Exercise prompt =>
Arrange the data from the line containing "the black air" to the line containing "[[652, 147]]", both included, as a numbered list, leaving out any blank lines.

══ Records supplied ══

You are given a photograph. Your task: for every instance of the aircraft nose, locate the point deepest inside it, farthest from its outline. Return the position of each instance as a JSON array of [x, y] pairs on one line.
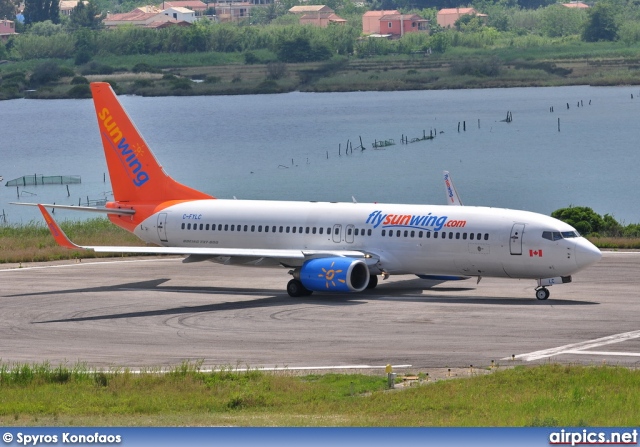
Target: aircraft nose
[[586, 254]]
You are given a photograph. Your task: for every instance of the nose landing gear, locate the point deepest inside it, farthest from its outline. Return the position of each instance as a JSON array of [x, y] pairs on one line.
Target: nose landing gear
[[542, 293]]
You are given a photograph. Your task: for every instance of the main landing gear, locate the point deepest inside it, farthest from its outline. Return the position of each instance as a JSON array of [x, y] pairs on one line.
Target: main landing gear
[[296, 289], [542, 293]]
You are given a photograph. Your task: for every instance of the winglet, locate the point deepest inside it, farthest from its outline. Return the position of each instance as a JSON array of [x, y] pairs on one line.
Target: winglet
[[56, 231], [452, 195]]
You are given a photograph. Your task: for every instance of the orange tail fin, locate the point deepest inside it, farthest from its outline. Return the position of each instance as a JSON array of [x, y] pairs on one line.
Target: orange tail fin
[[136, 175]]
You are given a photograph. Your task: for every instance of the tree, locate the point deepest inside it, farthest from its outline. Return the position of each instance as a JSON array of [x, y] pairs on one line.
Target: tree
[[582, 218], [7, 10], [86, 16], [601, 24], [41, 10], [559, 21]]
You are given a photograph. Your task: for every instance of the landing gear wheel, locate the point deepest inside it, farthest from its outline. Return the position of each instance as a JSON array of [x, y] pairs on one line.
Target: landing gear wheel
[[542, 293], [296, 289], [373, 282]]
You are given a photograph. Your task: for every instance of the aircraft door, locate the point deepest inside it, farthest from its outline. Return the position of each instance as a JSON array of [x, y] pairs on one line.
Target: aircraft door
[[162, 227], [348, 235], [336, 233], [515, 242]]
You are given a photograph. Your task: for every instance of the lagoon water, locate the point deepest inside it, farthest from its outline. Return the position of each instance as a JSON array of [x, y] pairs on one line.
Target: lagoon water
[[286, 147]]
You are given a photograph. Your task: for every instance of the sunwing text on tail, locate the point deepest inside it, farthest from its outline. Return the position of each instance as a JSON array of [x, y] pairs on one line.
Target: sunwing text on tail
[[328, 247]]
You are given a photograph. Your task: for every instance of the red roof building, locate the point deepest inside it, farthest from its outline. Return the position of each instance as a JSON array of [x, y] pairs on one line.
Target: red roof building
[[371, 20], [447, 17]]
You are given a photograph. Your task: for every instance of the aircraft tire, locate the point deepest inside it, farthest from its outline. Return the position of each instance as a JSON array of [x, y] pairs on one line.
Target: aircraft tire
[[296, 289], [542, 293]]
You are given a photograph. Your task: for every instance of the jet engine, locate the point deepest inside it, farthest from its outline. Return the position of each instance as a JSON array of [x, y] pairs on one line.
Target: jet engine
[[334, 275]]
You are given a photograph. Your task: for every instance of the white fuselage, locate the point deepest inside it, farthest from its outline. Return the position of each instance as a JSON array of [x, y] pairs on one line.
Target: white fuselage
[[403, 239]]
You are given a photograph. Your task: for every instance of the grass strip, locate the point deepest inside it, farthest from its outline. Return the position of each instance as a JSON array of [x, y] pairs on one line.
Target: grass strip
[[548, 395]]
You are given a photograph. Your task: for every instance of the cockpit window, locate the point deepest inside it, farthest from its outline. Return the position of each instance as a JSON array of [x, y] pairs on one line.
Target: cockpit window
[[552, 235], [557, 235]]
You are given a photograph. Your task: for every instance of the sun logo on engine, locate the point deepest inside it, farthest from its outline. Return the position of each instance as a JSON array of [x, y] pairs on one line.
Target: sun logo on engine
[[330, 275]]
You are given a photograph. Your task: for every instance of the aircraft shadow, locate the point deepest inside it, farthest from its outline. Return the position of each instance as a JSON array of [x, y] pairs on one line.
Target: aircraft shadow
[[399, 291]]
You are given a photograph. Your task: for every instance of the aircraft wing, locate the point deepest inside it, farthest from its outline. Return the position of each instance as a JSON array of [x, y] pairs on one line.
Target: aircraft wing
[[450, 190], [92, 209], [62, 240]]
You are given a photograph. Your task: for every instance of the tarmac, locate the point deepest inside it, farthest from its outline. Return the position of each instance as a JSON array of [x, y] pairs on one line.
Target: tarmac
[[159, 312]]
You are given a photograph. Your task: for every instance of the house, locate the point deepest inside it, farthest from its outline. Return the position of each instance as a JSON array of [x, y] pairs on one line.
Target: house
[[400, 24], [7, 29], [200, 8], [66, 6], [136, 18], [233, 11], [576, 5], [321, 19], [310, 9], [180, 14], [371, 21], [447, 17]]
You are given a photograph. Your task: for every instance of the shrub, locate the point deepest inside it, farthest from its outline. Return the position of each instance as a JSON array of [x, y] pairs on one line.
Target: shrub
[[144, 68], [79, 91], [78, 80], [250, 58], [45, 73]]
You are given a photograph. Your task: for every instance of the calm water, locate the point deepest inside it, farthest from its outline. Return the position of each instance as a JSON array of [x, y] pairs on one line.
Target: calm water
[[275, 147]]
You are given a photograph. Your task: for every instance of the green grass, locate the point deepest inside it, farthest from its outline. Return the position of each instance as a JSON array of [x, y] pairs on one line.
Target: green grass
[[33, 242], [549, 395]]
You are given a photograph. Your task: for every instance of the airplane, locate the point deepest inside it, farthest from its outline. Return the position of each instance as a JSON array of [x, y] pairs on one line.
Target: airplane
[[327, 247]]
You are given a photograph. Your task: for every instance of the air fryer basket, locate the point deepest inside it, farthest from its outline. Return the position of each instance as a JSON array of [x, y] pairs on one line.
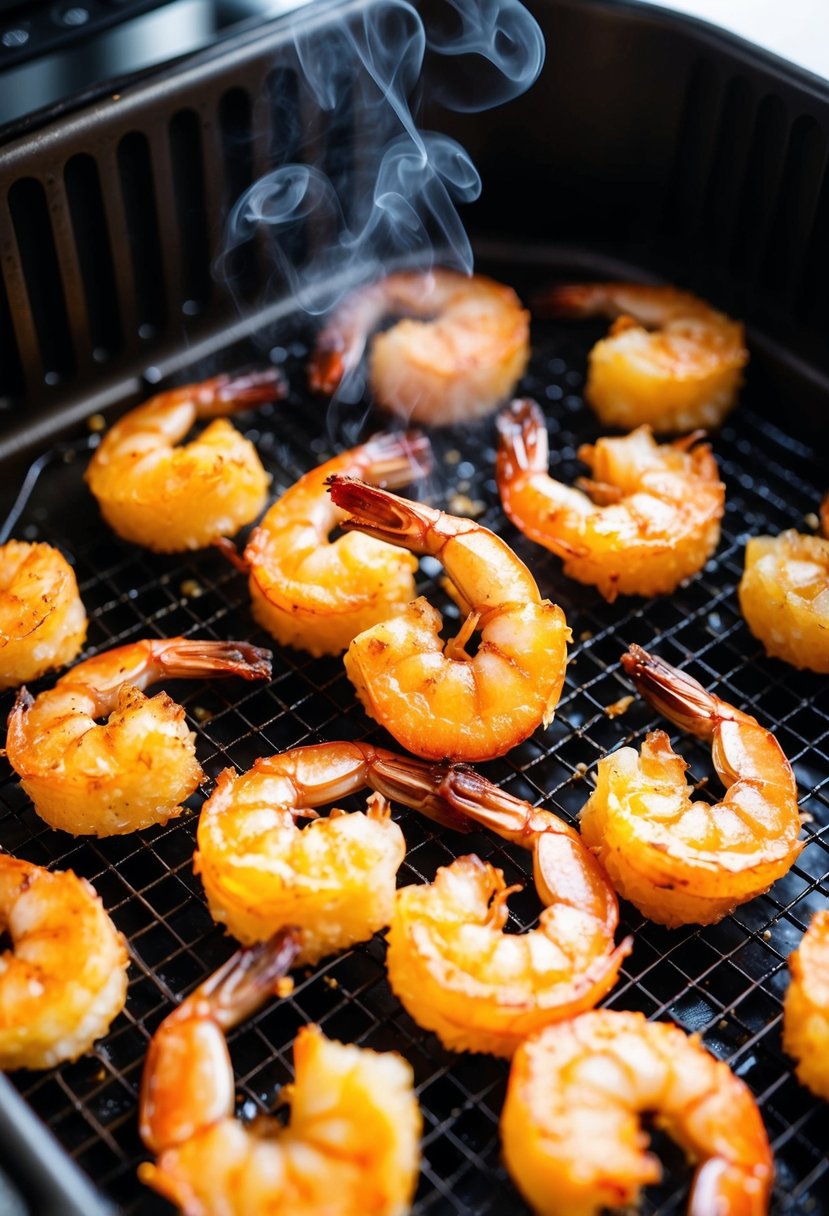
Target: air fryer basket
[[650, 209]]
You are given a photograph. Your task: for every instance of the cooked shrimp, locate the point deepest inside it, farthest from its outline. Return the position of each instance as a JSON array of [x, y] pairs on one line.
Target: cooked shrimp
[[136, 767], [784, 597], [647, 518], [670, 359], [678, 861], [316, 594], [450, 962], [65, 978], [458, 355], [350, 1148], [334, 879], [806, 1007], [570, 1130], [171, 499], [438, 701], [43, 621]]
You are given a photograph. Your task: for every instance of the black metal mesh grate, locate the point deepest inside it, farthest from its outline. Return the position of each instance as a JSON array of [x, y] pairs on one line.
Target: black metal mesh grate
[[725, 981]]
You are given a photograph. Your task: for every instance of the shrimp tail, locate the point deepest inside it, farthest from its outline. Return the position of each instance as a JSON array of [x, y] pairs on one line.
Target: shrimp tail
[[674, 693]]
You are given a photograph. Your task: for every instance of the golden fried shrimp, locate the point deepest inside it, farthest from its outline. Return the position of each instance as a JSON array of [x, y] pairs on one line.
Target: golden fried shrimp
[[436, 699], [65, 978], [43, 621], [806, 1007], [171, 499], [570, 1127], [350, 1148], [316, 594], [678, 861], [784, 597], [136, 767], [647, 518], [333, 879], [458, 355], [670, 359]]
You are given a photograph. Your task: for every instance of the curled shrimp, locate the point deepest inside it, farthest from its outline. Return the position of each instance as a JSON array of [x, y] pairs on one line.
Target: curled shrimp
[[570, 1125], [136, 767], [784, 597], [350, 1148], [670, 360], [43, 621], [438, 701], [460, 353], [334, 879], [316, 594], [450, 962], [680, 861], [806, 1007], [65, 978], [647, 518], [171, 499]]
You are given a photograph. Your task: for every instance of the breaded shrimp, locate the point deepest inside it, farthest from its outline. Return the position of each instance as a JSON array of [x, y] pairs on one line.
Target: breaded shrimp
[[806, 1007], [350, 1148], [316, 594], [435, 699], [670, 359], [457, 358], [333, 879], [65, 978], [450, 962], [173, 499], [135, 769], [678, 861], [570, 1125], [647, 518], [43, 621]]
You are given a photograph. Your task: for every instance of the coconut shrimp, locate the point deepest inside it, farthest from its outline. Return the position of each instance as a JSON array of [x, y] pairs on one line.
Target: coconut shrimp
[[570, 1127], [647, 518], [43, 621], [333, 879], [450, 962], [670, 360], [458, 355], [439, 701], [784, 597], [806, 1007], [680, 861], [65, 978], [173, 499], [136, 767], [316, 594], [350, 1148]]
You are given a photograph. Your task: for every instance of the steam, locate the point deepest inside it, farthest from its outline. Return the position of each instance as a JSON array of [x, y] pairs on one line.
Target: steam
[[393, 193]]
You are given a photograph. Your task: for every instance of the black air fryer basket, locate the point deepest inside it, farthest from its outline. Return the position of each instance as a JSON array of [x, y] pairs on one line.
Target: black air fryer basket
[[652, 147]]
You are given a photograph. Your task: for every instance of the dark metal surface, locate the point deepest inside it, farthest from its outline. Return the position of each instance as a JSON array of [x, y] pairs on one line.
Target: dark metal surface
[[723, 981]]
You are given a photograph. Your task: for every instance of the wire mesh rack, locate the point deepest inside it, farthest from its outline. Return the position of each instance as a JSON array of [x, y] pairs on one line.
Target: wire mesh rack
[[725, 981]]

═══

Exercise solution =>
1. You are given a photograph. Your task: for every instance of the black air fryer basket, locate the point deepest inside it, farthest from its outline. Return the position of each instance as a JSON array of [x, y] pairs on one line.
2. Target: black air fryer basket
3. [[652, 147]]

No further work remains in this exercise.